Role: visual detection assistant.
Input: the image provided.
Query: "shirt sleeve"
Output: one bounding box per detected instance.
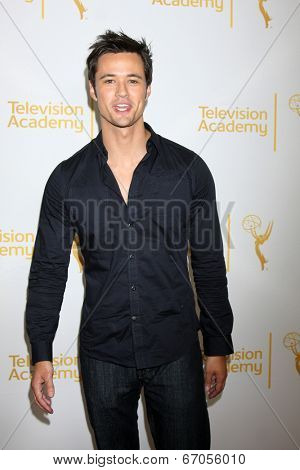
[189,155,234,356]
[25,163,74,364]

* _PROBLEM_: Rewrite the entries above with "detected instance" changed to "matching object" and everything else left as it is. Omit the pictures from your answer.

* _THE OUTPUT_:
Role: visual detection assistant.
Input: the image provided.
Query: "shirt sleeve"
Output: one bounding box per matching object.
[189,155,234,356]
[25,163,74,364]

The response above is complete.